▶ [Exercise objective]
In your copy of the data, keep every word exact and include no pictures.

[Text-to-region grounding data]
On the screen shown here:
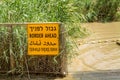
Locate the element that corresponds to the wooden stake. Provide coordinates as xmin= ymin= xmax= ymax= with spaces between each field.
xmin=8 ymin=25 xmax=15 ymax=74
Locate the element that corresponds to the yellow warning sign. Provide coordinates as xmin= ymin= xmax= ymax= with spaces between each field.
xmin=27 ymin=23 xmax=59 ymax=55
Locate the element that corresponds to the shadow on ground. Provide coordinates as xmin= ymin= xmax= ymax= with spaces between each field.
xmin=0 ymin=74 xmax=61 ymax=80
xmin=72 ymin=69 xmax=120 ymax=80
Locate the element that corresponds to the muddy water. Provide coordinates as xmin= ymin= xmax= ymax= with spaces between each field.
xmin=56 ymin=22 xmax=120 ymax=80
xmin=83 ymin=22 xmax=120 ymax=42
xmin=69 ymin=22 xmax=120 ymax=72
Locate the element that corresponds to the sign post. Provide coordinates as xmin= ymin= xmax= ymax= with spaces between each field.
xmin=27 ymin=23 xmax=60 ymax=55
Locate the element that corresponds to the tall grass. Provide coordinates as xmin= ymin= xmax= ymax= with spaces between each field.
xmin=73 ymin=0 xmax=97 ymax=22
xmin=0 ymin=0 xmax=78 ymax=22
xmin=72 ymin=0 xmax=120 ymax=22
xmin=95 ymin=0 xmax=120 ymax=22
xmin=0 ymin=0 xmax=120 ymax=22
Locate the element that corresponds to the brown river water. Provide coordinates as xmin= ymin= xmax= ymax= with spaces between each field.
xmin=56 ymin=22 xmax=120 ymax=80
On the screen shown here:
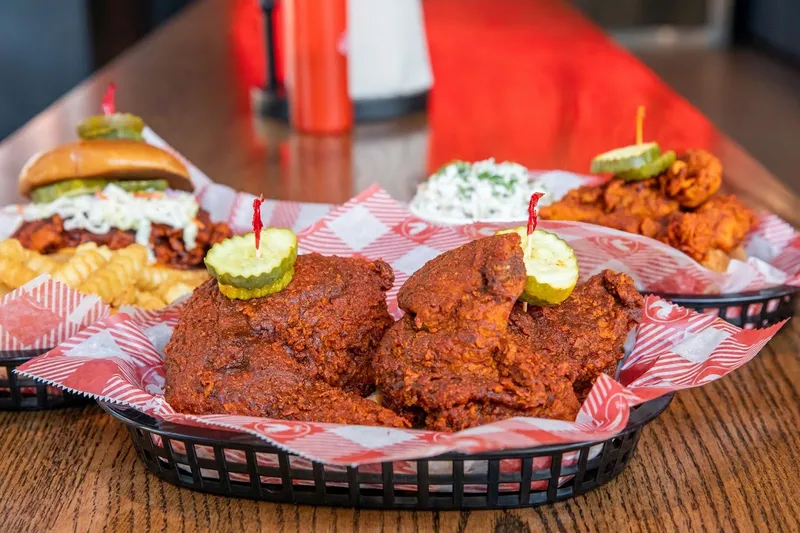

▶ [Solution]
On the screen shown here:
Locate the element that corresponds to the wooden stake. Provide coordinates as xmin= ymin= xmax= ymax= with spaces between each field.
xmin=8 ymin=25 xmax=15 ymax=74
Locate the element that corresponds to the yellow warning sign. Provide coordinates as xmin= ymin= xmax= ymax= with spaces between each field.
xmin=27 ymin=23 xmax=59 ymax=55
Locate the element that corresponds to the shadow on ground. Provide coordinates as xmin= ymin= xmax= ymax= with spaces between each field.
xmin=0 ymin=74 xmax=61 ymax=80
xmin=72 ymin=69 xmax=120 ymax=80
Locate the element that corresponds to the muddy water. Provide coordinates as xmin= ymin= xmax= ymax= with spaces between each field.
xmin=56 ymin=22 xmax=120 ymax=80
xmin=83 ymin=22 xmax=120 ymax=42
xmin=69 ymin=22 xmax=120 ymax=72
Locate the element that corresponds to the sign post. Provide coordinates as xmin= ymin= xmax= ymax= with spaces between each field.
xmin=27 ymin=23 xmax=60 ymax=55
Locate the element that corresponds to the tall grass. Provide coordinates as xmin= ymin= xmax= ymax= with spaces between each field.
xmin=73 ymin=0 xmax=97 ymax=22
xmin=0 ymin=0 xmax=78 ymax=22
xmin=72 ymin=0 xmax=120 ymax=22
xmin=95 ymin=0 xmax=120 ymax=22
xmin=0 ymin=0 xmax=120 ymax=22
Locate the element that corresponds to the brown river water. Provide coordinates as xmin= ymin= xmax= ymax= with spaces between each field.
xmin=56 ymin=22 xmax=120 ymax=80
On the screen shown here:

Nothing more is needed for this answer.